▸ **PAGE**
Single by Bananarama

from the album Pop Life
- Released: 16 July 1990
- Length: 3:58 (album version); 4:02 (7-inch mix);
- Label: London
- Songwriters: Sara Dallin; Andy Caine; Youth;
- Producer: Youth

Bananarama singles chronology
| "Megarama '89" (1989) | "Only Your Love" (1990) | "Preacher Man" (1990) |

Music video
- "Only Your Love" on YouTube

= Only Your Love =

1990 single by Bananarama

"Only Your Love" is a song by the English girl group Bananarama, released as the first single from the group's fifth studio album, Pop Life (1991). The song was issued ten months prior to the release of the album. The Pop Life album marked Bananarama's break from their relationship with the Stock Aitken Waterman (SAW) production trio. "Only Your Love" was co-written and produced by Youth. The album version of the song was remixed for its single release.

The song's primary rhythm, complete with "woo woo" hoots, directly references "Sympathy for the Devil". This led Jonathan Ross to jokingly thank The Rolling Stones after Bananarama had performed the song on his TV show. The song also contains samples of "Loaded" by Primal Scream, "Fool's Gold" by The Stone Roses, and “Funky Drummer” by James Brown. Upon its release "Only Your Love" received positive critical reviews. The song was not released as a single in the United States.

"Only Your Love" peaked at number 27 on the UK Singles Chart, which the group considered to be a disappointment. Other than Finland, the single did not fare much better in other countries, hitting number 49 in New Zealand (where it was their final chart entry) and 51 in Australia.

▸ **DATASET ROWS**
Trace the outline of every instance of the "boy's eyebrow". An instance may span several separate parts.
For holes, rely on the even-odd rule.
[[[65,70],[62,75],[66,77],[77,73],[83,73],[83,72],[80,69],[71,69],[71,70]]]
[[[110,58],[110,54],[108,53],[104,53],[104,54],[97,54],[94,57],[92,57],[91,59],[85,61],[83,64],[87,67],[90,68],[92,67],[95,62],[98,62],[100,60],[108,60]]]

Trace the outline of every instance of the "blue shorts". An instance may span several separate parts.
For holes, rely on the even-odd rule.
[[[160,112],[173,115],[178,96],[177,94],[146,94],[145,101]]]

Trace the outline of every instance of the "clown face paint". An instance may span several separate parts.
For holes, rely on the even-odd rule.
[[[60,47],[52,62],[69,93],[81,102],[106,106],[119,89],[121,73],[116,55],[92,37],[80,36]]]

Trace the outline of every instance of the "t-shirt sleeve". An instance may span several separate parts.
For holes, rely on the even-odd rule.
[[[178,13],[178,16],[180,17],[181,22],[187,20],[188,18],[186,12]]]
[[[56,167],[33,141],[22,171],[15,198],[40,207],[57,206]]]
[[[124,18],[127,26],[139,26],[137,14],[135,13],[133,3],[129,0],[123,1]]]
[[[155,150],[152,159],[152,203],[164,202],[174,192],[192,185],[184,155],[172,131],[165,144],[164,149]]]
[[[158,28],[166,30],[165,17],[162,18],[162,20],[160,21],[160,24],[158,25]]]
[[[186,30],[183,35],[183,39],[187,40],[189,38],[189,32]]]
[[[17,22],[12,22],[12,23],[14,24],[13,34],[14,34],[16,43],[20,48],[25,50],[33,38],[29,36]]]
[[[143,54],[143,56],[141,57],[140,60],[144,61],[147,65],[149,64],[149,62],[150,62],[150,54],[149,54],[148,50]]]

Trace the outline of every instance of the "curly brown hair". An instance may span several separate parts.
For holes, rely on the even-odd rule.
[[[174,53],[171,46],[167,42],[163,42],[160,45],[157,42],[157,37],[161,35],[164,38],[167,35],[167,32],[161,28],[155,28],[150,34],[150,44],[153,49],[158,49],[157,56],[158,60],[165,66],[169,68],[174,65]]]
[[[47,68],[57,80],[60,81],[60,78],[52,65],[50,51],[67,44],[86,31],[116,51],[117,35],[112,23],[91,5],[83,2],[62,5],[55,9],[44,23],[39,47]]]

* * *

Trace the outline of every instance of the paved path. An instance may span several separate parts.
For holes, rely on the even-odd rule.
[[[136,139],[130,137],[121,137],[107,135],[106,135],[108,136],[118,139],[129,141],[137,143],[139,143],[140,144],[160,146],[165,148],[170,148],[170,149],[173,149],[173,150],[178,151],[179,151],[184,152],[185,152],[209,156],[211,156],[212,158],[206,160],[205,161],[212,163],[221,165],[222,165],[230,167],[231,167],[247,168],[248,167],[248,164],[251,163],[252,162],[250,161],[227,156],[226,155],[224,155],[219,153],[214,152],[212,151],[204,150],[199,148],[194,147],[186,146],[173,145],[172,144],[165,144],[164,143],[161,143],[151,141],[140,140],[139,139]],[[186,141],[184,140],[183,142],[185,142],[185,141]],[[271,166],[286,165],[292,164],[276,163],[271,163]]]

▸ **EXERCISE 1**
According to the "Only Your Love" article, what position did the song reach on the UK Singles Chart?
▸ **EXERCISE 2**
Repeat the passage of the "Only Your Love" article from "Bananarama singles chronology" to "its single release.", word for word.

▸ **RESULT 1**
Number 27.

▸ **RESULT 2**
Bananarama singles chronology
| "Megarama '89" (1989) | "Only Your Love" (1990) | "Preacher Man" (1990) |

Music video
- "Only Your Love" on YouTube

= Only Your Love =

1990 single by Bananarama

"Only Your Love" is a song by the English girl group Bananarama, released as the first single from the group's fifth studio album, Pop Life (1991). The song was issued ten months prior to the release of the album. The Pop Life album marked Bananarama's break from their relationship with the Stock Aitken Waterman (SAW) production trio. "Only Your Love" was co-written and produced by Youth. The album version of the song was remixed for its single release.